* List of tasks *
1 – Summarize the text about the snowy morning in two sentences.
2 – Edit the snowy-morning text by giving it again, starting with "And so, I'll" and going on through "in the way.", with "sidewalks" replaced by "driveways".

Text shown START

I cannot follow the path of a single raindrop as it falls from the sky.  But snow on a calm, dark morning?  It is both possible and delightful to watch a single, perfect, meandering snowflake lick the top of the lamp post as it wends its way to the ground in front of me.

This morning's perfect snow is an early Christmas gift, even if a thousand other Lincoln adults will grumble about its inconvenient aftermath--slowed traffic, slick overpasses, the prospect of shoveling.  Even Richard--the Woods Park wanderer who whispers the rosary on his rounds (and shouts out his "HELLO, JANE!" much louder and earlier than I'd care for), even Richard today lamented the snow, wanting safe travels on Christmas Eve.

But what, really, has ever been safe about Christmas?  About childbirth?  About poor people in unsanitary conditions having medical procedures?  Jesus' birth was never about safe travels.   That's why I love the later story of him accepting, essentially, a foot rub with Chanel No. 5. . . a lavish, wasteful, audacious moment in the midst of war-filled, hunger-filled, dangerous times.

And so, I'll take the snowflakes.  I'll open my mouth in hopes that the perfect, icy geometry may alight on my tongue.  I will give over to my imagination, wondering what part of the universe, whose stories are imprinted in that perfect snowflake that is now a part of me. This beautiful morning,   I'll take the muted quiet that comes with snow, the first pawprints upon sidewalks, the slow descent of frozen precipitation that softens everything--the landscape, the sharp tongues, the divides, the man whose name I refuse to speak (and, no, it's not satan).

This world could use some softening, after all.  And I, for one, will not stand in the way.

Text shown END
Data extracts START

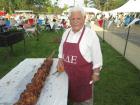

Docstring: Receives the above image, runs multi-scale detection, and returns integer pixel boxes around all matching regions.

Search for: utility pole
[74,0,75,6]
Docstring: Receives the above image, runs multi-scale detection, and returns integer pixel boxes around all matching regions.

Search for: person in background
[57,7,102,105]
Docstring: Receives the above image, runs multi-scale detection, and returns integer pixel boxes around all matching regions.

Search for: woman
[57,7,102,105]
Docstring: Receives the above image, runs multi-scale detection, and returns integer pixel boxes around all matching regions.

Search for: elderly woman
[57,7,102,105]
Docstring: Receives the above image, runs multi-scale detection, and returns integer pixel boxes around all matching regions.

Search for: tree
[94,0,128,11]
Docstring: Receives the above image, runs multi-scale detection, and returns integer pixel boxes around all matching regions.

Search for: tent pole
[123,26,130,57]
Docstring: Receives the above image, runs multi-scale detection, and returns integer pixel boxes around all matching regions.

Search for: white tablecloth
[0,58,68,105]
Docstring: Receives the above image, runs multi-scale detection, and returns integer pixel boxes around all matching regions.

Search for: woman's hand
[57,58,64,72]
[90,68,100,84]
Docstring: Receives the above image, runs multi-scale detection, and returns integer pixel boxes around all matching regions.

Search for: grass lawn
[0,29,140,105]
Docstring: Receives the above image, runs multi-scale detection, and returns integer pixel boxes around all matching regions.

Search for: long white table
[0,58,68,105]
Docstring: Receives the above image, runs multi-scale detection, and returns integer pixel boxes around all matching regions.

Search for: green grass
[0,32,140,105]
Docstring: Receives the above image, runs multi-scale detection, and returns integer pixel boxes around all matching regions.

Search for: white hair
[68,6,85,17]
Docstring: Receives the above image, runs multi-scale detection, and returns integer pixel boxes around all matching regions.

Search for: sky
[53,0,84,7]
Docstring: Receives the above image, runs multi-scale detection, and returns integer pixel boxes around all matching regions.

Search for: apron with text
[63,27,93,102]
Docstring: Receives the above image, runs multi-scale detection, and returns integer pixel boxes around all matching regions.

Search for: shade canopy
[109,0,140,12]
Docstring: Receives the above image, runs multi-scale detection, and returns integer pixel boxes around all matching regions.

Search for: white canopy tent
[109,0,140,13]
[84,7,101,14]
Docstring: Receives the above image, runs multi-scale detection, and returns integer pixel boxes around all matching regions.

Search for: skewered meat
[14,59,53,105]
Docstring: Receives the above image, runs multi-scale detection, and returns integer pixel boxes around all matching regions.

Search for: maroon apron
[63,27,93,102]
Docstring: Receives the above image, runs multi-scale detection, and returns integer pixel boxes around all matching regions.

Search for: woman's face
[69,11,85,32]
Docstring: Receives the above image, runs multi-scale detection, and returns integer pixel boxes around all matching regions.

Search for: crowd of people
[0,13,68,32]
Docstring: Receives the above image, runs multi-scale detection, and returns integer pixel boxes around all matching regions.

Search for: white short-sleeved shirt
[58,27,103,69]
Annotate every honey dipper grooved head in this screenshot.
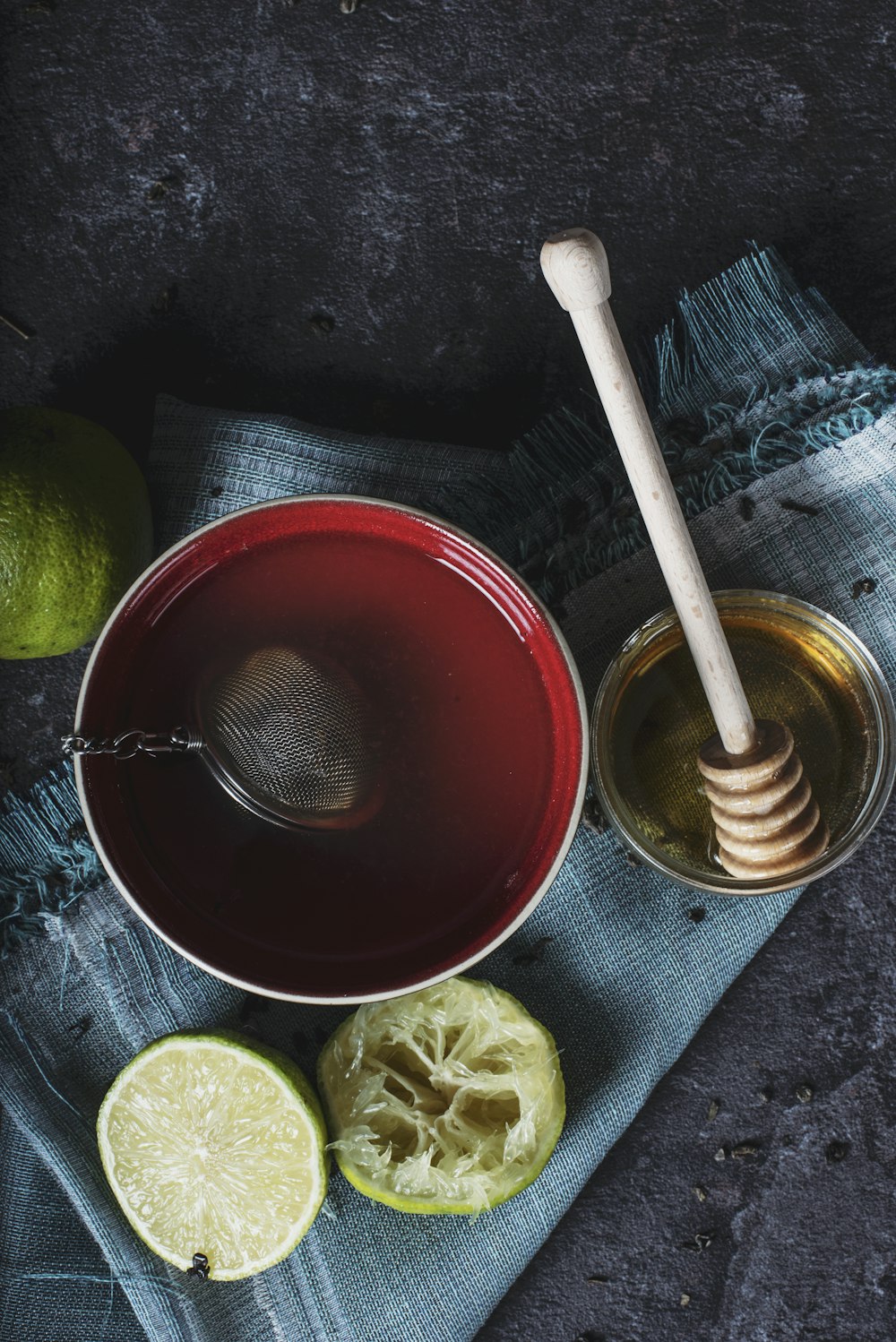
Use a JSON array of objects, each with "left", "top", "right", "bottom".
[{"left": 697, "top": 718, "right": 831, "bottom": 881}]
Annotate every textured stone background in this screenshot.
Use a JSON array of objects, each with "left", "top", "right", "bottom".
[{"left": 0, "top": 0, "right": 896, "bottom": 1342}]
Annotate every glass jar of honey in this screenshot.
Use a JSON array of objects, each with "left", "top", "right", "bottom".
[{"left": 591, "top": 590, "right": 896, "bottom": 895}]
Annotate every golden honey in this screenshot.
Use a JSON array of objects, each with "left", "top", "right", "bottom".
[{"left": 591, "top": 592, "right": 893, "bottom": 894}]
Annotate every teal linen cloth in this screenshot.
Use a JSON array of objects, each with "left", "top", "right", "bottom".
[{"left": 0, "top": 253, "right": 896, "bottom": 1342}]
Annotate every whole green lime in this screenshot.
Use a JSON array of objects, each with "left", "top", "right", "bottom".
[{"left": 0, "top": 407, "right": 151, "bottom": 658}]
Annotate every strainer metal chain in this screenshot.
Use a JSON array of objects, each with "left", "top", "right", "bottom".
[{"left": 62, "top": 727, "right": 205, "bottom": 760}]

Data extracts END

* Outputs in order *
1 – The writer delights in watching a single snowflake fall on a calm, dark morning and calls the snow an early Christmas gift, even though many Lincoln adults, including a Woods Park wanderer named Richard, grumble about it or worry about safe travels on Christmas Eve. Noting that Jesus' birth was never about safe travels, the writer chooses to welcome the snow's quiet and softening, saying the world could use some softening.

2 –
And so, I'll take the snowflakes.  I'll open my mouth in hopes that the perfect, icy geometry may alight on my tongue.  I will give over to my imagination, wondering what part of the universe, whose stories are imprinted in that perfect snowflake that is now a part of me. This beautiful morning,   I'll take the muted quiet that comes with snow, the first pawprints upon driveways, the slow descent of frozen precipitation that softens everything--the landscape, the sharp tongues, the divides, the man whose name I refuse to speak (and, no, it's not satan).

This world could use some softening, after all.  And I, for one, will not stand in the way.